#### ESTRATTO FORNITO

Google ha sempre sostenuto che il web fosse in ottima salute. Le dichiarazioni ufficiali dei suoi dirigenti, fino a pochi mesi fa, non lasciavano spazio a dubbi. La rete, secondo loro, era viva e vegeta. Sundar Pichai, CEO dell’azienda, parlava di un ecosistema digitale dinamico e in continua espansione. Nick Fox, Vicepresidente della Ricerca, si spingeva oltre, affermando pubblicamente che “il web sta prosperando“. Nessun pericolo di un Google Zero in vista, si diceva.
Tuttavia, in una recente documentazione legale depositata presso una corte federale statunitense il 5 settembre 2025, la stessa Google ha affermato che “il web aperto è già in rapido declino“. La rivelazione segna una frattura evidente tra le dichiarazioni pubbliche e le argomentazioni legali dell’azienda. La documentazione è stata depositata in un procedimento antitrust promosso dal Dipartimento di Giustizia (DOJ). Il procedimento riguarda le pressioni del governo per la divisione di AdX (il marketplace pubblicitario di Google) accusato di pratiche monopolistiche.


Google sostiene che tale intervento peggiorerebbe il declino del web aperto, danneggiando i publisher che ancora dipendono dalla pubblicità display. L’affermazione, per quanto strumentale in un’aula di tribunale, ha un peso enorme nel dibattito più ampio sulla salute dell’informazione online. Mette in discussione l’autorità e la trasparenza di Google nel dibattito sull’evoluzione dell’ecosistema digitale.
Google e le forze che minacciano l’open web
La causa legale riguarda la struttura del mercato pubblicitario digitale e il ruolo predominante di Google in esso. Il Dipartimento di Giustizia accusa l’azienda di aver consolidato il proprio controllo attraverso l’integrazione verticale di prodotti come AdX e DFP, escludendo la concorrenza e rafforzando la propria posizione dominante. Tuttavia, Google sostiene che l’eventuale dismissione dei suoi strumenti pubblicitari danneggerebbe i publisher indipendenti; che sono già messi a dura prova dal calo delle entrate derivanti dalla pubblicità sul web aperto.

########
#### MATERIALE MOSTRATO

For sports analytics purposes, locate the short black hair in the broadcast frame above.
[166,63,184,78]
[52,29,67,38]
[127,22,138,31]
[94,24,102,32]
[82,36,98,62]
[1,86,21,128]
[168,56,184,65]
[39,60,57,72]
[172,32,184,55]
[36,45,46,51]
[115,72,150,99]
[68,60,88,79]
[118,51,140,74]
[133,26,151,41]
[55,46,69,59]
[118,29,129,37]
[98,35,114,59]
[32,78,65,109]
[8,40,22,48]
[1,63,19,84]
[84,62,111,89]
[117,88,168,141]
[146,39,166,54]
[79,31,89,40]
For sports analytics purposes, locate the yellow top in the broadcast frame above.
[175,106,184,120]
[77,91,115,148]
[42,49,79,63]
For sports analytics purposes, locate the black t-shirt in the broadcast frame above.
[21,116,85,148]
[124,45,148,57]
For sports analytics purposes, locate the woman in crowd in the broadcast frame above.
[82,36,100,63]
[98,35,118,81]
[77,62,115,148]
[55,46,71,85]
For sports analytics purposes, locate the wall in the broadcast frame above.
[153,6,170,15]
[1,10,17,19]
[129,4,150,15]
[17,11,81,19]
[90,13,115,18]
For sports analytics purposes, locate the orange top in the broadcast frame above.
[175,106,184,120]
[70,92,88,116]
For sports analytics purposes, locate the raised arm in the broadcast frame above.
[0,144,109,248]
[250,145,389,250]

########
#### MATERIALE MOSTRATO

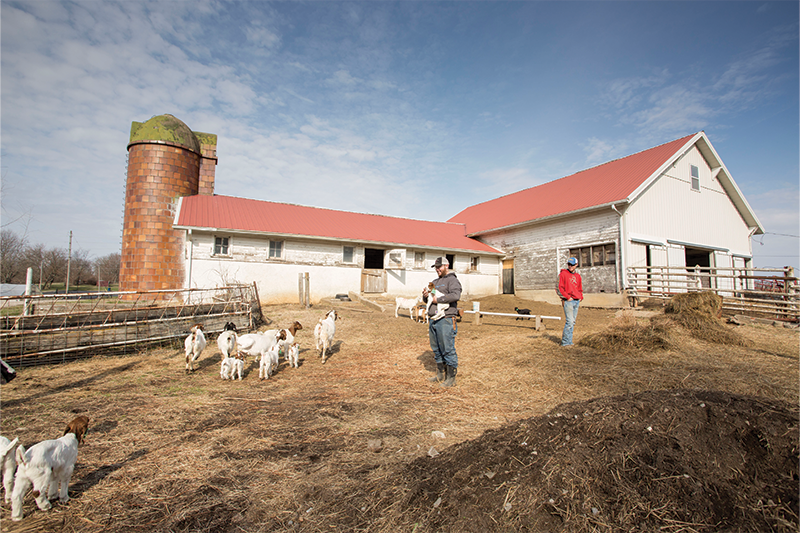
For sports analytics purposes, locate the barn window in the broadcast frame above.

########
#### MATERIALE MOSTRATO

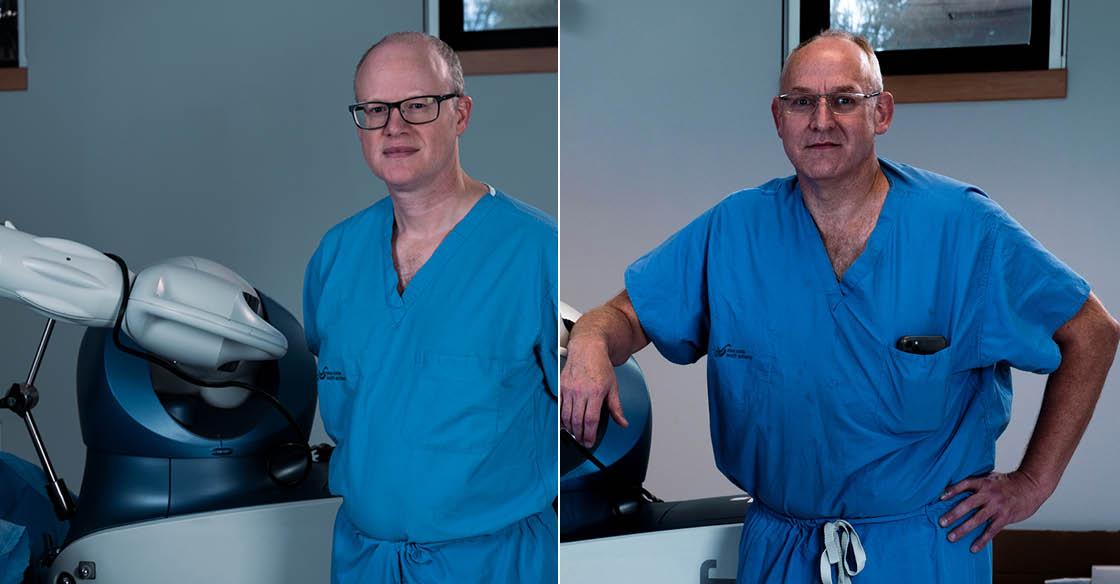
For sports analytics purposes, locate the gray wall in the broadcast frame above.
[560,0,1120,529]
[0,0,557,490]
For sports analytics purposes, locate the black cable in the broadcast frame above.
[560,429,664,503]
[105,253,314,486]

########

**RICHIESTA**
Secondo l'estratto fornito, in che data Google ha depositato la documentazione legale presso una corte federale statunitense?

**RISULTATO FINALE**
Il 5 settembre 2025.